**Your objective**:
Please copy the records below, starting with the line that contains "Could you please spot the utility" and going on through the end of the records, requests included. Scale every answer coordinate by 1.95 and round to whole numbers with halves rounded up, leaving the requests and their sample coordinates unchanged.

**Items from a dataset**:
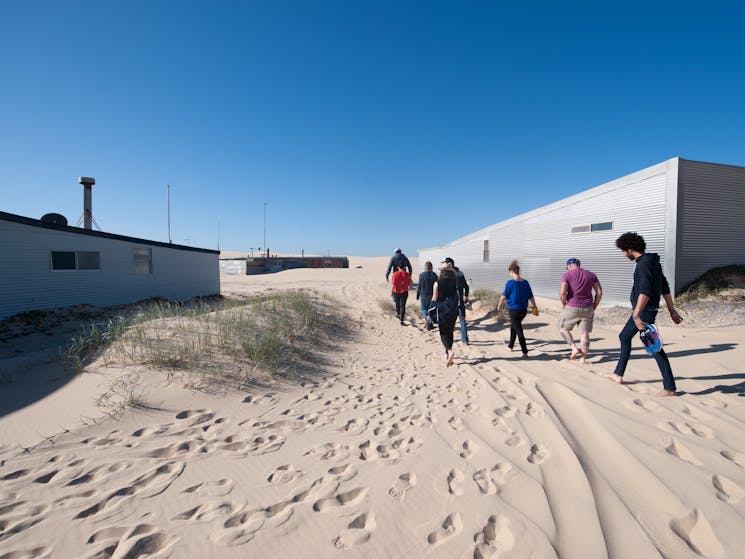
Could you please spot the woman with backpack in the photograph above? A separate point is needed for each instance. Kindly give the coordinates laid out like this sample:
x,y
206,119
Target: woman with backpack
x,y
517,294
446,295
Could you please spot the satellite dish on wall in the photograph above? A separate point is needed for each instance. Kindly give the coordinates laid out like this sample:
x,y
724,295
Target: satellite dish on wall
x,y
55,219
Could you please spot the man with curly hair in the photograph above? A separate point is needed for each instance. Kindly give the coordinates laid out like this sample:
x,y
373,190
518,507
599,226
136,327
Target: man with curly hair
x,y
649,286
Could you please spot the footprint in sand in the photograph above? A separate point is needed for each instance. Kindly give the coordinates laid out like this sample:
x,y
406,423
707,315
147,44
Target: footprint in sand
x,y
261,399
514,440
727,490
455,477
194,417
469,447
495,538
538,453
534,410
456,423
696,531
358,532
208,511
142,540
344,472
346,499
693,429
356,426
676,448
147,485
403,484
34,553
734,456
642,404
489,480
218,488
451,526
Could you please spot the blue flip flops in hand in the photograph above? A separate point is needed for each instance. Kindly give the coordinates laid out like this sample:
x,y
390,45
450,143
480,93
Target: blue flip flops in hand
x,y
651,339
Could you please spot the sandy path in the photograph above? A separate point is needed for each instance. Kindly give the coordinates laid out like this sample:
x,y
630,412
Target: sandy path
x,y
394,455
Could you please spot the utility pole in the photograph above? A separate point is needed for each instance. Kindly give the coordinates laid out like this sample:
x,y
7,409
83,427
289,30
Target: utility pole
x,y
168,198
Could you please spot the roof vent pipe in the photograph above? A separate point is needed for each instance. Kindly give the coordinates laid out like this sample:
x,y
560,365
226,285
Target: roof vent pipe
x,y
87,183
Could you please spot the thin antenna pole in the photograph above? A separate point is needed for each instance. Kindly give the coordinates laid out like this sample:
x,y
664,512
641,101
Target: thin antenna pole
x,y
168,197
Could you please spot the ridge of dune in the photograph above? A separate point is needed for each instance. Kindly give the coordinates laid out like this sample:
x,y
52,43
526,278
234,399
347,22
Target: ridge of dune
x,y
391,454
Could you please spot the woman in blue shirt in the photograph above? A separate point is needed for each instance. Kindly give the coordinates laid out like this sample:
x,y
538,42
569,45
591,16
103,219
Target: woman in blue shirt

**The result**:
Could you please spot the utility pole in the photograph above? A separate point is needed for each instance. Kindly give the coordinates laid out like this sample:
x,y
7,409
83,427
289,30
Target: utility pole
x,y
328,386
Could you please spot the roof vent pipe in the photograph above? A separate point is needed for each instance. Kindly give the coordinates laid out like this sample:
x,y
560,365
226,285
Target: roof vent pipe
x,y
170,357
Could you please spot the thin antenna pole in the photograph above? A separate point is needed for each instance. Kindly give the coordinates laid out like this sample:
x,y
664,512
641,101
Target: thin antenna pole
x,y
328,384
Could you please spot the ridge of dune in the photograph above? A separate point is needed for each instance. Kindly give the coordinates laid out like this sample:
x,y
52,43
526,278
234,399
347,22
Target: ridge of dune
x,y
762,885
Could you please spot the woman in blue shirt in the photograph above? A separate point is needed for each instance. Kindly give the coordinates laid out like this sample:
x,y
538,42
569,45
591,16
103,219
Target: woman in blue shirt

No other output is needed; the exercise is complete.